### 提示文:
┏━━

職場でも学校でも、今の主流は“ホメて伸ばす”こと。
しかし、ホメるだけでは人は育たないということを、現場の実感として持っている管理者や指導者は多いのではないでしょうか。
特に会社では、部下を指導している上司の立場として、部下を叱らなければならない場面がどうしても出てきてしまうのですが、部下のやる気を削がない形で「叱る」のは、「ホメる」よりずっと難しいことです。
では、部下を成長させ、厳しく叱っても部下に愛される上司の叱り方とは、一体どのようなものなのか。
『ビシッと言っても部下がついてくるできる上司の叱り方』(PHPエディターズ・グループ/刊、PHP研究所/発売)の著者、嶋田有孝さんにお話を伺ってみました。
―『ビシッと言っても部下がついてくるできる上司の叱り方』についてお話を伺えればと思います。タイトルのように「叱り方」がテーマになっていますが、やはりホメるだけでは部下の成長は望めないのでしょうか。
嶋田「私は、ほめるだけで部下を育てることはできないと思っています。
「ほめること」と「叱ること」は、どちらも上司が部下の仕事ぶりを見つめ、フィードバックすることです。「どちらか一方だけを選んで行う」という性質のものではありません。それは、テストの採点に例えるとよく分かると思います。
採点をするとき、「○だけをつけて、×をつけない」というのは、できないでしょう。それと同じです。「ほめること」と「叱ること」は、表裏一体なのです。「ほめると部下は喜び、叱ると嫌がる」「ほめると意欲を高め、叱ると意欲を失う」という考え方は、正しくありません。
部下を勇気づけ、意欲を高める叱り方は、いくらでもあります。
叱るという行為は、あるべき姿と現状のギャップを確認して、それを伝え、改善させることです。言わば、部下への改善提案であり、成長のためのプレゼンテーションです。それは、ただほめ続けるよりも、はるかに効果的であり、部下の成長に直結するのです」
―部下を叱れない上司の考え方として、どのようなものがあげられますか?
嶋田「管理職になりたての頃、私は「叱れない上司」でした。自分自身がそうだったから、よくわかるのですが、部下を叱れない上司は、次の三つが不足しているのです。

┗━━

### 記録一覧:
┏━━

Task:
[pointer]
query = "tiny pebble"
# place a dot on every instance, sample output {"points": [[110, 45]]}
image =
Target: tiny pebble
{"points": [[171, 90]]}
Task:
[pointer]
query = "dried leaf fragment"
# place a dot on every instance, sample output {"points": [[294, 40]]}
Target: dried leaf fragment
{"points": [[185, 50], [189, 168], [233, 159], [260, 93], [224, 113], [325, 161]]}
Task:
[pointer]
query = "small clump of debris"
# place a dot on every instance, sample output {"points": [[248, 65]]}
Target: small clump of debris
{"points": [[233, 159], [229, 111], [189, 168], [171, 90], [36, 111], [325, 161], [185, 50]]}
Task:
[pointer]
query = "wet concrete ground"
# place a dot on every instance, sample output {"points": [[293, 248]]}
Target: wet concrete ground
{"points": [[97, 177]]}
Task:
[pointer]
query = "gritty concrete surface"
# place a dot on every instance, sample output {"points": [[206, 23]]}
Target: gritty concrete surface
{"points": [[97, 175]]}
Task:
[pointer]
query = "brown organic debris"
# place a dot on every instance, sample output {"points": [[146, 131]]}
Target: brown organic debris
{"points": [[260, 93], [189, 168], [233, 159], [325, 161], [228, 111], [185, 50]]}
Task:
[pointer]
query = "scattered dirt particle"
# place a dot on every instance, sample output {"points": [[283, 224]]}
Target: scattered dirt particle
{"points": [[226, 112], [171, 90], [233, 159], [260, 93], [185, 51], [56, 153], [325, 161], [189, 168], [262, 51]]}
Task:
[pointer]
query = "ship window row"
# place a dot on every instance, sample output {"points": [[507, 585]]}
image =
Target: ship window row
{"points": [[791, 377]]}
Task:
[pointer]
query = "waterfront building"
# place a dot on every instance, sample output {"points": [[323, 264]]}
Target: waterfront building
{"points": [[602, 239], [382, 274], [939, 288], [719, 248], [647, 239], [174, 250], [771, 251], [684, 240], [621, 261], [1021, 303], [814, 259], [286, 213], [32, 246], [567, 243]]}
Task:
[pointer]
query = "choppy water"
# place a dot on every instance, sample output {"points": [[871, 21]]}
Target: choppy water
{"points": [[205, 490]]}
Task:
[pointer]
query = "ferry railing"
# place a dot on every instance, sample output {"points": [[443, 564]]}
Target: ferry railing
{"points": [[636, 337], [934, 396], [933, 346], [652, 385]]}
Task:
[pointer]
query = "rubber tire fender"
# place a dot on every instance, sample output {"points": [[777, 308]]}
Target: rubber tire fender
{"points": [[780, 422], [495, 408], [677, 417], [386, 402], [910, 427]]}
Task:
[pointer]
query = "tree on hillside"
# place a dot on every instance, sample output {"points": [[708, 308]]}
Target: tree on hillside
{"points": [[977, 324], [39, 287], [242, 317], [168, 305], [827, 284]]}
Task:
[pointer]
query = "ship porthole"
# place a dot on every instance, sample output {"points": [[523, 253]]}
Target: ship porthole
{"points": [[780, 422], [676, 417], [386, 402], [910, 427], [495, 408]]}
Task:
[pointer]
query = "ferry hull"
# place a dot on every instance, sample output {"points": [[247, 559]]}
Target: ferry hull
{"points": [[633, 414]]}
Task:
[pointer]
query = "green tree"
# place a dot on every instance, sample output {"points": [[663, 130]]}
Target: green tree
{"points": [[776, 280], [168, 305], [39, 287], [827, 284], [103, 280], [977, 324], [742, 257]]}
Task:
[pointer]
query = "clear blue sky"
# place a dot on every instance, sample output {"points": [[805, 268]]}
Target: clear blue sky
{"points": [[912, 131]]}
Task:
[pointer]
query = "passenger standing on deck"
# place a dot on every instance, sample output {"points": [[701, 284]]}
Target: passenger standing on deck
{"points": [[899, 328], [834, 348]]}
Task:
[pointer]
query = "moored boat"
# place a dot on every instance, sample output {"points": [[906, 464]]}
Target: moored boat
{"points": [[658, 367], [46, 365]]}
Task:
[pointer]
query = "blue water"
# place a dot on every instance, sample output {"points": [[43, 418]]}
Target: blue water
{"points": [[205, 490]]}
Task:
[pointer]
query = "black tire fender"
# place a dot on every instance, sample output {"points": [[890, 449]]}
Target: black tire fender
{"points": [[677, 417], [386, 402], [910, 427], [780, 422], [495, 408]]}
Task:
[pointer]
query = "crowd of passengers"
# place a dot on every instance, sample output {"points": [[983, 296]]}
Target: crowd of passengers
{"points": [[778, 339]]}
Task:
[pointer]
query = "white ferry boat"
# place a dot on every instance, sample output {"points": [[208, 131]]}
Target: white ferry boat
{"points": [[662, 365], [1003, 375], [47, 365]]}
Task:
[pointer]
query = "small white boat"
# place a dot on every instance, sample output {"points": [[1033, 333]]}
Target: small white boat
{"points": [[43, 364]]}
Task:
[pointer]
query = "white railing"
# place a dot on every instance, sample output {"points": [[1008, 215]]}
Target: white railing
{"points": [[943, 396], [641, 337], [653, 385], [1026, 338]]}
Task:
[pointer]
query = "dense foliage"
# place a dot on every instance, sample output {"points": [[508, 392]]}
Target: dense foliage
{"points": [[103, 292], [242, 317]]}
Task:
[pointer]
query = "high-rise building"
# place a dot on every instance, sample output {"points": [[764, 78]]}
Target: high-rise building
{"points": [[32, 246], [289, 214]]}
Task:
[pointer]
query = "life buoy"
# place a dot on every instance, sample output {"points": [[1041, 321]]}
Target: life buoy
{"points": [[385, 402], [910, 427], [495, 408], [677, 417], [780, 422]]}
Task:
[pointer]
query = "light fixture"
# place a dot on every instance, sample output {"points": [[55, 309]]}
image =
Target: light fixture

┗━━

### 記述課題:
A. 叱り方の記事のうち、「特に会社では、部下を指導して」から「えるとよく分かると思います。」までを、両端も含めてそのまま出力すること。
B. 叱り方の記事で「採点をするとき」から始まる段落を、主な事実を残して短く書き直すこと。

### 課題の解答:
A.
特に会社では、部下を指導している上司の立場として、部下を叱らなければならない場面がどうしても出てきてしまうのですが、部下のやる気を削がない形で「叱る」のは、「ホメる」よりずっと難しいことです。
では、部下を成長させ、厳しく叱っても部下に愛される上司の叱り方とは、一体どのようなものなのか。
『ビシッと言っても部下がついてくるできる上司の叱り方』(PHPエディターズ・グループ/刊、PHP研究所/発売)の著者、嶋田有孝さんにお話を伺ってみました。
―『ビシッと言っても部下がついてくるできる上司の叱り方』についてお話を伺えればと思います。タイトルのように「叱り方」がテーマになっていますが、やはりホメるだけでは部下の成長は望めないのでしょうか。
嶋田「私は、ほめるだけで部下を育てることはできないと思っています。
「ほめること」と「叱ること」は、どちらも上司が部下の仕事ぶりを見つめ、フィードバックすることです。「どちらか一方だけを選んで行う」という性質のものではありません。それは、テストの採点に例えるとよく分かると思います。

B. 採点で○だけをつけて×をつけないことができないのと同じく、ほめることと叱ることは表裏一体である。ほめると部下が喜んで意欲を高め、叱ると嫌がって意欲を失うという考え方は正しくない。